- **REQUEST A**:
Please retype the SMS fraud detection text from "SMS Fraud Detection" to "the online survey.".
- **REQUEST B**:
Answer these questions using the SMS fraud detection text:
(i) Which lab conducted the research?
(ii) How many people took part in the online survey?
(iii) What percentage of online survey respondents said they ignored fraudulent SMS messages?

- **TEXT TO READ**:
SMS Fraud Detection
RESEARCH SCOPE
The aim of this project was to develop a dataset of SMSs containing both normal and fraudulent messages with the purpose of developing machine learning models for classification of SMS fraudulent messages. The research was conducted by the Kuyesera AI lab. We report on the creation of the dataset and on preliminary machine learning algorithms that were conducted on the dataset.
DATA COLLECTION
Data collection was conducted using two methodologies: online surveys and face-to-face questionnaire data collection.
- A structured online google form survey was distributed through various digital platforms at MUBAS via the Students Union president. Posters were displayed on the campus at MUBAS calling for participation. A total of 102 people participated in the online survey.
- Face-to-face data collection was conducted with individuals selected through random sampling techniques around the campus. A total of 86 students and members of staff participated in the face-to-face data collection.
KEY FINDINGS
- Awareness of fraudulent SMSs: Online Surveys-96.1% respondents reported that they are aware of the existence of fraud SMSs, and 3.9% reported they do not know of its existence while Face-to-Face data collection- all 86 individuals reported that they are aware of fraudulent SMS representing 100%.
- Prevalence of Fraudulent SMSs: Online Surveys-2% of respondents reported receiving fraudulent SMS messages of more than 10 a month, 16.4% reported receiving between 5 to 10 SMSs a month, and 81.4% encountering such messages occasionally while Face-to-Face Interviews- participants expressed varying degrees of exposure to fraudulent SMS messages, with 12% reporting frequent encounters and 88% stating rare occurrences.
- Types of Fraudulent SMS Scams: Both online survey and face-to-face data collection highlighted common types of fraudulent SMS scams, including phishing attempts, prize/sweepstakes scams, fake investment opportunities, and impersonation scams. Participants shared similar experiences regarding the types of scams encountered, indicating consistency in the prevalence of fraudulent SMS messages.
- Response strategies: Online Surveys-72% of respondents stated they ignored fraudulent SMS messages, and 28% deleted the messages immediately while Face-to-Face Interviews-participants mentioned diverse response strategies, including ignoring and deleting the messages, reporting the messages to relevant authorities or engaging with the sender to gather more information.
- Impact of fraudulent SMSs: Both data collection methods highlighted the potential financial and emotional impact of falling victim to fraudulent SMS scams, with respondents expressing concerns about identity theft, financial losses, and personal data compromise. 90.2% admitted that they or a friend had ever fallen victim, while 9.8% did not.

- **MATERIAL SHOWN**:

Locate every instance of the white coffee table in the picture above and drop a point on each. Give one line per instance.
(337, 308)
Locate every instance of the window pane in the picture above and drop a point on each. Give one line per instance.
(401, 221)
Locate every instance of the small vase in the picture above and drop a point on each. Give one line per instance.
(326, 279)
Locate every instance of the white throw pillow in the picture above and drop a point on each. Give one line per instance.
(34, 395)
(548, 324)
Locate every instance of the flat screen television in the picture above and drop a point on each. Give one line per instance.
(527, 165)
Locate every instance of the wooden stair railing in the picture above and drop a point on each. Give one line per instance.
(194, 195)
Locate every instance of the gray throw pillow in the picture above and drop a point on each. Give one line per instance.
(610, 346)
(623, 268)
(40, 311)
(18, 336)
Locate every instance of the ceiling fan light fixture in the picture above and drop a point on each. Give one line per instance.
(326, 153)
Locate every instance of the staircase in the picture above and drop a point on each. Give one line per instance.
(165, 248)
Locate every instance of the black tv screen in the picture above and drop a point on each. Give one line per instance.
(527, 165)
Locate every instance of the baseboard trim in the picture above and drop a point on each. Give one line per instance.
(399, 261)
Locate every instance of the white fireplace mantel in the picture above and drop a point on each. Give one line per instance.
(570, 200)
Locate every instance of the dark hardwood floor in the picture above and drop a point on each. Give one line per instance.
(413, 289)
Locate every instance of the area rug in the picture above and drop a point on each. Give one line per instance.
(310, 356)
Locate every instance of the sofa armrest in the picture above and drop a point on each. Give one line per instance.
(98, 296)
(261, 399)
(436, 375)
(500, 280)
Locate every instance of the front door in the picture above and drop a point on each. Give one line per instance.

- **FULL OUTPUT A**:
SMS Fraud Detection
RESEARCH SCOPE
The aim of this project was to develop a dataset of SMSs containing both normal and fraudulent messages with the purpose of developing machine learning models for classification of SMS fraudulent messages. The research was conducted by the Kuyesera AI lab. We report on the creation of the dataset and on preliminary machine learning algorithms that were conducted on the dataset.
DATA COLLECTION
Data collection was conducted using two methodologies: online surveys and face-to-face questionnaire data collection.
- A structured online google form survey was distributed through various digital platforms at MUBAS via the Students Union president. Posters were displayed on the campus at MUBAS calling for participation. A total of 102 people participated in the online survey.

- **FULL OUTPUT B**:
(i) The Kuyesera AI lab
(ii) 102
(iii) 72%